Text block:

* * * * * * *

Growing older has long been an ambition of mine. Not everyone manages it. The gains continue to be greater than the losses. Wisdom, for one thing. Age makes you wise. Eventually it becomes clear that nothing very bad can happen to you in life if your shoes are properly polished. Experience, you see. It's the great teacher. At my age, when things are going wrong, you can spot it. And very often you can work out why (it's for the same reason they went wrong last time). This is all essential to happiness. Also the hair has settled down, that's important too. The freckles have faded, they've blended into the background. Hair, freckles, five stone weight loss. Somatically, things improve as they deteriorate.

But not always. There are signs that things are not for the best, in the best of all possible worlds. That was Leibniz's idea and, broadly speaking, he was wrong; he refuted himself by getting old and dying which made him look pretty silly. It's just too difficult to construe those pains in my hands as unambiguously positive. I don't like the absent mindedness that's gaining on me, either. And then there's the disease, war, famine and death that we hear about if we listen to the news too much. And the fact that I can't do mental arithmetic like I used to - life is hard all right. We all have to work to make the best of it.

* * * * * * *

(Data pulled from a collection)
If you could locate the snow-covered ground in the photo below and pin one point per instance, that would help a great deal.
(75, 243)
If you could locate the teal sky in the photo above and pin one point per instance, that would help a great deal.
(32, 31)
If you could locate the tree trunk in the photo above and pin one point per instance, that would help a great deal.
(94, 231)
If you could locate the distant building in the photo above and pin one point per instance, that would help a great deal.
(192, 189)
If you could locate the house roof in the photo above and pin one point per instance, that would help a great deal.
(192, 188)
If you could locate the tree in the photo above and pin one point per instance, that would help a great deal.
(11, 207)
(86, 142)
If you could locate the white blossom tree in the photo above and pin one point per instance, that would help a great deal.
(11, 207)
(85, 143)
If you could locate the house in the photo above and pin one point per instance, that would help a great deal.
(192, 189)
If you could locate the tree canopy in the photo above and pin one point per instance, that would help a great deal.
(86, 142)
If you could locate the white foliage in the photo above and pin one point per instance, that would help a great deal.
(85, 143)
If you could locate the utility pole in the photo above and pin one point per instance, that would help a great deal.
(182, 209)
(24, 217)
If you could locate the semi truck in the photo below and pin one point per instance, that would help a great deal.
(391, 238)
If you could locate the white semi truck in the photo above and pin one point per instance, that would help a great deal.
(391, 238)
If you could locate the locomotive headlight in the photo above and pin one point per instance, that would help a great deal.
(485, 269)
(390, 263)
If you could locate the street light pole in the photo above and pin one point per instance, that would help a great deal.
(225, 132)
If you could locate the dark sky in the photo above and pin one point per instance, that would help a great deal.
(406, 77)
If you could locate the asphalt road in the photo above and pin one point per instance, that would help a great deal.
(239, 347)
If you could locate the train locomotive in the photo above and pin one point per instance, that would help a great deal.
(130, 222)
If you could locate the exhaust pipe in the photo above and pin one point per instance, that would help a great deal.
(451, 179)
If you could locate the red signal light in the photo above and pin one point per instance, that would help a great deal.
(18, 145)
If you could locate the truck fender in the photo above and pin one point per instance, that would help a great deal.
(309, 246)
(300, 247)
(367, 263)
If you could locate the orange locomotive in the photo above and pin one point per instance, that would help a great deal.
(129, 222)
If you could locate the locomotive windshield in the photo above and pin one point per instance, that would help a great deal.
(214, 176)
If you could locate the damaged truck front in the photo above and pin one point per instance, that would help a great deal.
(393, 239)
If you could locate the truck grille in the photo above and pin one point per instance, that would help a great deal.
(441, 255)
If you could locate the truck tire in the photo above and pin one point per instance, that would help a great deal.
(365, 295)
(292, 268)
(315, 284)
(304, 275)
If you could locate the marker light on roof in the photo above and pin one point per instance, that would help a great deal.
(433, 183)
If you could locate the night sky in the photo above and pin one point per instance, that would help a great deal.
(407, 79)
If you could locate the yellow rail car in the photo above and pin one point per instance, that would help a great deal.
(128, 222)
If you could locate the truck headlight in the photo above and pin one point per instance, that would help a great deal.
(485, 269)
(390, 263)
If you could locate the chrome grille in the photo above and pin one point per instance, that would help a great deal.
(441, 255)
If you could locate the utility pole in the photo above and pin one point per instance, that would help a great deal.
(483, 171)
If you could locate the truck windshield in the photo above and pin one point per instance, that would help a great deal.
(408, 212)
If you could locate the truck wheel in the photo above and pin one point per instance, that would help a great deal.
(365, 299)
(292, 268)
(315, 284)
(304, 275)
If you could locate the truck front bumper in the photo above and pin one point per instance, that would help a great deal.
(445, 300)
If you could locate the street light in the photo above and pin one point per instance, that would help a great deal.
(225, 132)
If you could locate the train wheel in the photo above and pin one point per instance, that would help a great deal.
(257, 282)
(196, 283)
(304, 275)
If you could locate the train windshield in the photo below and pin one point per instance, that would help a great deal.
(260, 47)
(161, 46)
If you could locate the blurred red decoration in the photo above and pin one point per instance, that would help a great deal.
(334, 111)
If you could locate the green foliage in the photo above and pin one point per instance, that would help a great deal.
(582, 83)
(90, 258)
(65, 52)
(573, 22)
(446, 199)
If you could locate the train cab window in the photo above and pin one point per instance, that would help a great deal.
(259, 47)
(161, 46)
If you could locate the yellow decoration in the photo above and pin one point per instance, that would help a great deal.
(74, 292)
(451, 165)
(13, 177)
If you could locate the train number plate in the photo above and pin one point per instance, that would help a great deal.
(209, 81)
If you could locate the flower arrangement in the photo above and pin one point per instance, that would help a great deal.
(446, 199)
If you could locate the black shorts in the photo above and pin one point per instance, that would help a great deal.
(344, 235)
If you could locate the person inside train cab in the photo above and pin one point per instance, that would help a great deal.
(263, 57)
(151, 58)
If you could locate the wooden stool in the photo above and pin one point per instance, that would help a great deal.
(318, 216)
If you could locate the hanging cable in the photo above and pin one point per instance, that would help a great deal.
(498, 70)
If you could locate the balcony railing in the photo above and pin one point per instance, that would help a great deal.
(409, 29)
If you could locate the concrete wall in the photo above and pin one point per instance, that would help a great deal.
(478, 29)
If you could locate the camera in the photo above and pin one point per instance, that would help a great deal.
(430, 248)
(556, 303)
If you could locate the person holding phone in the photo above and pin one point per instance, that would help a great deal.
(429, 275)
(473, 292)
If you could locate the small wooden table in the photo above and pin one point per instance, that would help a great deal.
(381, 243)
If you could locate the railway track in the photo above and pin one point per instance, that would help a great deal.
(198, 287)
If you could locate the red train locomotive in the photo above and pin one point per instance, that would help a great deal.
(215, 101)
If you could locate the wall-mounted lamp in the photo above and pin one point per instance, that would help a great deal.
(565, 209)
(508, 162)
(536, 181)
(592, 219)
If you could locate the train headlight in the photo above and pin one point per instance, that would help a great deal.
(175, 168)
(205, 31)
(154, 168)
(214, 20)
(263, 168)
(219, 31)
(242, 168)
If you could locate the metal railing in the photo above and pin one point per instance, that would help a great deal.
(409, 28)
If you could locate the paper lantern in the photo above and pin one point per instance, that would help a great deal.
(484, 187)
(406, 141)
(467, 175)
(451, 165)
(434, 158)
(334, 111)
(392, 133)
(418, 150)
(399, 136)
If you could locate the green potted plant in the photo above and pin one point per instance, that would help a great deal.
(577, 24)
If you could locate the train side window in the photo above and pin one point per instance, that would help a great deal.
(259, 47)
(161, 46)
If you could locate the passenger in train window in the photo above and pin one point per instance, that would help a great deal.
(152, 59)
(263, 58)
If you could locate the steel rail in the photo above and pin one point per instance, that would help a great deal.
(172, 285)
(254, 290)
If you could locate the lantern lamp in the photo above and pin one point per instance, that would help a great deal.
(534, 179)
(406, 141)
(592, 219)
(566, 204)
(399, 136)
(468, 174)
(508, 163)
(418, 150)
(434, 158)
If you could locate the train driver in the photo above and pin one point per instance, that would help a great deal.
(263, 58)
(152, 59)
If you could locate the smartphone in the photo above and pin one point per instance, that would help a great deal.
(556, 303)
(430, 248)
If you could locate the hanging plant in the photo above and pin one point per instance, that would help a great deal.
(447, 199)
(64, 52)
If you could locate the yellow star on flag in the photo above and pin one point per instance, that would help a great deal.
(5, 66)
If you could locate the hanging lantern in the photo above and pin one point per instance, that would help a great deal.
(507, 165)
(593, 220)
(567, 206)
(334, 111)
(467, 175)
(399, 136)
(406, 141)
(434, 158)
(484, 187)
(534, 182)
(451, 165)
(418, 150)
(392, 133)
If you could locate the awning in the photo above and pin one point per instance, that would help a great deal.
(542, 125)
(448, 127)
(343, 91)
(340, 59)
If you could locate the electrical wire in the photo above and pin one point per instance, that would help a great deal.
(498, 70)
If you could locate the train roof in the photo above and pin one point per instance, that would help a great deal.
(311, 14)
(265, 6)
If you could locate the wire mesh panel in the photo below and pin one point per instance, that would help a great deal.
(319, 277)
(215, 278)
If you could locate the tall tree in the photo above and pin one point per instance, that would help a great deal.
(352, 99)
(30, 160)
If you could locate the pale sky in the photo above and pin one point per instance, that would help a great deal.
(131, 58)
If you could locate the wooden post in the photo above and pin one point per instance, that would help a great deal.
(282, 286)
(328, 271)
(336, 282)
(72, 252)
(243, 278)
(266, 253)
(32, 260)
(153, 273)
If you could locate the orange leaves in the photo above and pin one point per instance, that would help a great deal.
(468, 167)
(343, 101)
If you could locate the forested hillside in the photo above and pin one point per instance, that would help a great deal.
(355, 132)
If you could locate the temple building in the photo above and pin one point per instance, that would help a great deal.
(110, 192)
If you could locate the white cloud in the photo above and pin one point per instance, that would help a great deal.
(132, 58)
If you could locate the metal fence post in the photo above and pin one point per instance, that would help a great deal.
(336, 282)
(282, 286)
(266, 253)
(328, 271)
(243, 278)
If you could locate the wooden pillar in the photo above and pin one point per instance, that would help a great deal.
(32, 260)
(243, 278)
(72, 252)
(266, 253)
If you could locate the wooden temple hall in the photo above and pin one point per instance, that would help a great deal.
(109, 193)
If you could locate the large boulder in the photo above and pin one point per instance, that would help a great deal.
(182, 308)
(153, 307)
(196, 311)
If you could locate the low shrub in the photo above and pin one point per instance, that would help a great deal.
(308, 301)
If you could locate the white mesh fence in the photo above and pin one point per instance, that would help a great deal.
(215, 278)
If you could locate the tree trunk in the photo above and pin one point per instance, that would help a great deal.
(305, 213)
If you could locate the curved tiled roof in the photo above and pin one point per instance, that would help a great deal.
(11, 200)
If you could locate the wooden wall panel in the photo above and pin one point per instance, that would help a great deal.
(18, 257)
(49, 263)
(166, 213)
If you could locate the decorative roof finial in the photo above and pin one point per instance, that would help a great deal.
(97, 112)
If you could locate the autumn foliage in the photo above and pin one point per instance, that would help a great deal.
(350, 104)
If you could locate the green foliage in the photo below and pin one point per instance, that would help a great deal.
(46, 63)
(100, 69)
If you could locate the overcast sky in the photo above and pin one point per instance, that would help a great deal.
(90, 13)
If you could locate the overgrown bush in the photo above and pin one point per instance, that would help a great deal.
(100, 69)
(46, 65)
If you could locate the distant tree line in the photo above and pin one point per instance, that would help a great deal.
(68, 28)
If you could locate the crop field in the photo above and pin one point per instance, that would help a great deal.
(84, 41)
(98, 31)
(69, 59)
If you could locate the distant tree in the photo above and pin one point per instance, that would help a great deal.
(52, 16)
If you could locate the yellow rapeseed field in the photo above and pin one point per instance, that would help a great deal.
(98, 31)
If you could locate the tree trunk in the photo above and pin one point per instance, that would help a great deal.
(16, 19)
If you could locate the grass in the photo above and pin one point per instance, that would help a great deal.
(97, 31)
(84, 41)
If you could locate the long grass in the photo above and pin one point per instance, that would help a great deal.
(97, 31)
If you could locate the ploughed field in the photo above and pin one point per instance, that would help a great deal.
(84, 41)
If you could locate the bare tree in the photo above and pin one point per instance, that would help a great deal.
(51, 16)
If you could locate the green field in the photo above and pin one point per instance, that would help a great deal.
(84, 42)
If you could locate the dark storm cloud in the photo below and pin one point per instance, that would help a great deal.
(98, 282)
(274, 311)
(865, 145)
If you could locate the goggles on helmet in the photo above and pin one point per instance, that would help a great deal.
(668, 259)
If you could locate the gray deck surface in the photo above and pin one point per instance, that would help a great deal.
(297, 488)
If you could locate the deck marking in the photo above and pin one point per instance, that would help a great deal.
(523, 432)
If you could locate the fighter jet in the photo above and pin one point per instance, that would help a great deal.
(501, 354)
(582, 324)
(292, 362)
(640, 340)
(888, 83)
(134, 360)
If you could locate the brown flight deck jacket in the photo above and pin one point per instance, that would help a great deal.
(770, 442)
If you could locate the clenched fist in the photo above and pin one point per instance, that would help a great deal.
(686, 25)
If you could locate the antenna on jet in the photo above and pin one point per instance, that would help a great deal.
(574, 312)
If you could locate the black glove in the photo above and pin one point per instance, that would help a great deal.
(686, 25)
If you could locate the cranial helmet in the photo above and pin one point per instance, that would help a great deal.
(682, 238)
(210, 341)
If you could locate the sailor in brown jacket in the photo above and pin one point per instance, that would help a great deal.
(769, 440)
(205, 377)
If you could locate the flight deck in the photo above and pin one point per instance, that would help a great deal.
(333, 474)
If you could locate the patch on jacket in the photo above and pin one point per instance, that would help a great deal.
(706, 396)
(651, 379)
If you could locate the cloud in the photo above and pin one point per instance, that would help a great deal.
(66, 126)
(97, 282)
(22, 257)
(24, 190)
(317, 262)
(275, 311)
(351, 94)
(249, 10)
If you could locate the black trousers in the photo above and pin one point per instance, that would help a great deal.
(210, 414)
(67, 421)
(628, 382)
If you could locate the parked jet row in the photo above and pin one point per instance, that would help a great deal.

* * * * * * *

What to do:
#1 Answer these from the text on growing older:
(a) According to the text, what has to be true of your shoes for it to become clear that nothing very bad can happen to you?
(b) Whose idea does the text say it was that things are for the best, in the best of all possible worlds?
(c) How much weight loss does the text mention?
#2 Print out everything in the text on growing older from "But not always." down to "best of it.", word for word.

Answers by task:
#1
(a) They must be properly polished.
(b) Leibniz's.
(c) Five stone.

#2
But not always. There are signs that things are not for the best, in the best of all possible worlds. That was Leibniz's idea and, broadly speaking, he was wrong; he refuted himself by getting old and dying which made him look pretty silly. It's just too difficult to construe those pains in my hands as unambiguously positive. I don't like the absent mindedness that's gaining on me, either. And then there's the disease, war, famine and death that we hear about if we listen to the news too much. And the fact that I can't do mental arithmetic like I used to - life is hard all right. We all have to work to make the best of it.